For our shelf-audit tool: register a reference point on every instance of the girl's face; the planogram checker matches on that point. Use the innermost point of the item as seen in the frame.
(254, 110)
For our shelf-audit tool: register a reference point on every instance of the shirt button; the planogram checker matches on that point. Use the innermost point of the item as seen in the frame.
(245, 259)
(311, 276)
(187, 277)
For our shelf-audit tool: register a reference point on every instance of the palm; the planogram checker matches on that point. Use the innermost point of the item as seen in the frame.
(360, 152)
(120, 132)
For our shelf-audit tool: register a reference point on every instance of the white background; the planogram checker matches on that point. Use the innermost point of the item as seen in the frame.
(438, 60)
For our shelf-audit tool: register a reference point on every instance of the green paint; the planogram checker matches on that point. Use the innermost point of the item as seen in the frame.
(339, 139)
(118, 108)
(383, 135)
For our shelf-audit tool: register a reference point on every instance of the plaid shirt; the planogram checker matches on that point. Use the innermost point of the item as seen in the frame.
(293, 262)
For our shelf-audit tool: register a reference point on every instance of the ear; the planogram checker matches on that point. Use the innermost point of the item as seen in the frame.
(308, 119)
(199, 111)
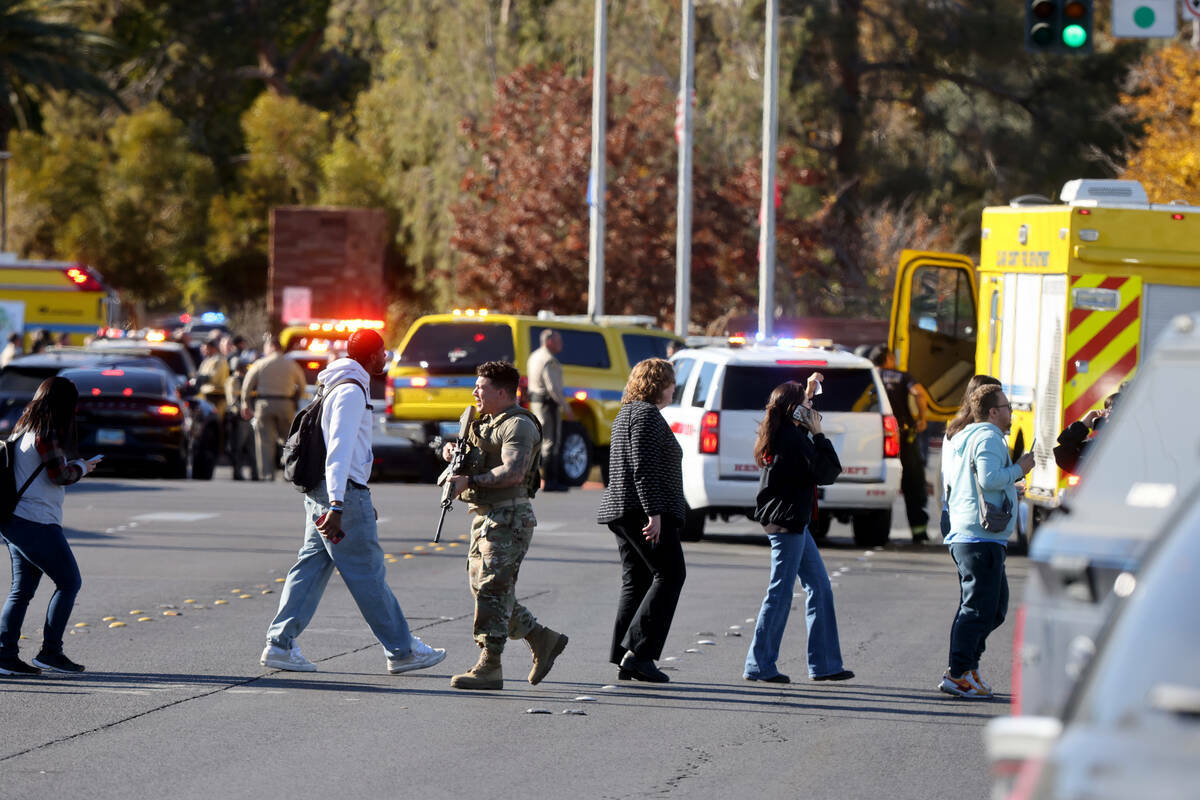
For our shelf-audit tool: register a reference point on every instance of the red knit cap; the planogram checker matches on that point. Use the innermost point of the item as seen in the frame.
(364, 343)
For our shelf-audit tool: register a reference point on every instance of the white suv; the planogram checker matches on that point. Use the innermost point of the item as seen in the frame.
(719, 400)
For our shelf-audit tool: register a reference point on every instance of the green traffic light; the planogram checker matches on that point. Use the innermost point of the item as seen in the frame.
(1074, 36)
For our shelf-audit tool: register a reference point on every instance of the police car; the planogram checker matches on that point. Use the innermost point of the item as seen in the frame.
(719, 401)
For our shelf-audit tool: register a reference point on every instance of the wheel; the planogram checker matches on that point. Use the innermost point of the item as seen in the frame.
(871, 528)
(575, 458)
(693, 525)
(820, 527)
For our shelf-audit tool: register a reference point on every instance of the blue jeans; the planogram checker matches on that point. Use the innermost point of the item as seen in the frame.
(795, 554)
(36, 548)
(359, 558)
(983, 601)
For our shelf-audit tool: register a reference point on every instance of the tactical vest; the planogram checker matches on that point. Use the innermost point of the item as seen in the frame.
(484, 455)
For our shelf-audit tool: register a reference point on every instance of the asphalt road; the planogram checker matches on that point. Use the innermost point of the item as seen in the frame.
(179, 707)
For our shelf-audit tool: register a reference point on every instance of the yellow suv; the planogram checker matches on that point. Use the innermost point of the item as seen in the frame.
(432, 377)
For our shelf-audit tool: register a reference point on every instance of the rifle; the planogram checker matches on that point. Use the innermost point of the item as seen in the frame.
(456, 463)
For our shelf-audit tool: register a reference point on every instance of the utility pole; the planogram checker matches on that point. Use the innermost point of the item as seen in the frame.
(683, 216)
(767, 214)
(597, 180)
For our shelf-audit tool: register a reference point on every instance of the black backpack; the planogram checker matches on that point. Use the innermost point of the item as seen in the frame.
(304, 452)
(9, 492)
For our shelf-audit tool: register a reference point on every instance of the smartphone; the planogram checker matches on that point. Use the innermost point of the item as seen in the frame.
(803, 414)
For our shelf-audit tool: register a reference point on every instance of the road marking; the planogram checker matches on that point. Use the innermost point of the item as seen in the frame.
(175, 516)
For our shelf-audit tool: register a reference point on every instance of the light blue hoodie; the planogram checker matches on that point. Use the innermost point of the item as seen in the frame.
(983, 445)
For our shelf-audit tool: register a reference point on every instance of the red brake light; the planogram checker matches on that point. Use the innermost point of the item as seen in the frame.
(891, 437)
(709, 432)
(82, 277)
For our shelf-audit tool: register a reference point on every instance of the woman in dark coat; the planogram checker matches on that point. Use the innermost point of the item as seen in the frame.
(643, 506)
(795, 458)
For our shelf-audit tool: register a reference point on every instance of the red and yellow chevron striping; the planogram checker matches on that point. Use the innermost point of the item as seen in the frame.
(1102, 346)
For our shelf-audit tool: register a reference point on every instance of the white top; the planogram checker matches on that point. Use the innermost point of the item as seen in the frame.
(42, 501)
(346, 421)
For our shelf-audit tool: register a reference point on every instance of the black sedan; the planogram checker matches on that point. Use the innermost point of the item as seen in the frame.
(139, 422)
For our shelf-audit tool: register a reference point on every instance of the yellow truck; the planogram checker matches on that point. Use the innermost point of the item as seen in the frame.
(59, 296)
(433, 374)
(1065, 304)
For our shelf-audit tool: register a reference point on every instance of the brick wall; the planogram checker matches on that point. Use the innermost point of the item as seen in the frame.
(339, 253)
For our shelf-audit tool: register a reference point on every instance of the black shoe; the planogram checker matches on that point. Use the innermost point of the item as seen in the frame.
(642, 669)
(15, 666)
(774, 679)
(55, 662)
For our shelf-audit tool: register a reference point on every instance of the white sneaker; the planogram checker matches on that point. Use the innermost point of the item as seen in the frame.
(421, 656)
(281, 659)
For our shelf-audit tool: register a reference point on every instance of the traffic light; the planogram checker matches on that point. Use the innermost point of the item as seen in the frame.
(1059, 25)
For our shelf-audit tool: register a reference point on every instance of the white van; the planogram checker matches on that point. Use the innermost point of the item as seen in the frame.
(719, 401)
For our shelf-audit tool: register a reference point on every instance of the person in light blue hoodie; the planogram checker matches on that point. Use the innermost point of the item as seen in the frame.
(982, 469)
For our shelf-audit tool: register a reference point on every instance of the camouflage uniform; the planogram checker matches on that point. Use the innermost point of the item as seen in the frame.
(502, 529)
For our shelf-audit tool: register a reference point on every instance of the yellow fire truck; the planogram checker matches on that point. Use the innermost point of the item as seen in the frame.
(59, 296)
(1063, 305)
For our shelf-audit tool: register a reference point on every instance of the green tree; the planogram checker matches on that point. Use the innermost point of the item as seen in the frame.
(40, 54)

AIM: Only the lines from the one containing "the white sneaker;" to the end of the data should be printed, exactly as they stand.

FULL ANSWER:
For our shelf-audit tool: register a reference point on every instance of the white sneaker; the planogram checker matches on that point. Use the innermost point of the item as seen in the frame.
(421, 656)
(281, 659)
For our shelf-audit tool: register a reference point on every instance of the traffic light; the planogram checker matches on that point. Use the innermost point of the item as seen in the frame.
(1059, 25)
For our shelf-audit tool: register a reference point on every instance of the white van; the planogram checker matches on that point. Use the innermost point of the item as seen in the frame.
(719, 401)
For our shelf-audit tool: register a reference point on every instance of the person in light blue hoodie; the planogram checker matches on that point. Use the innermost point of the item as seen in the frame.
(982, 469)
For our shelf-audit tool: register a reference point on every instance of the camouflage uniform; the planogram checker matches on that point. Use the innermost point of the item as seen in the frame.
(502, 529)
For our shelf-audit tool: register a reference point on every instance of the yellow fire truck; the planogram checker matches on that point. Use the innermost point of the item as seen in the frame.
(59, 296)
(1063, 305)
For our shelf-audit tool: register a reference point on every instance of the green tree; the planogram checker matches on that point. Use the innermost point of the item as seen in the frame.
(40, 54)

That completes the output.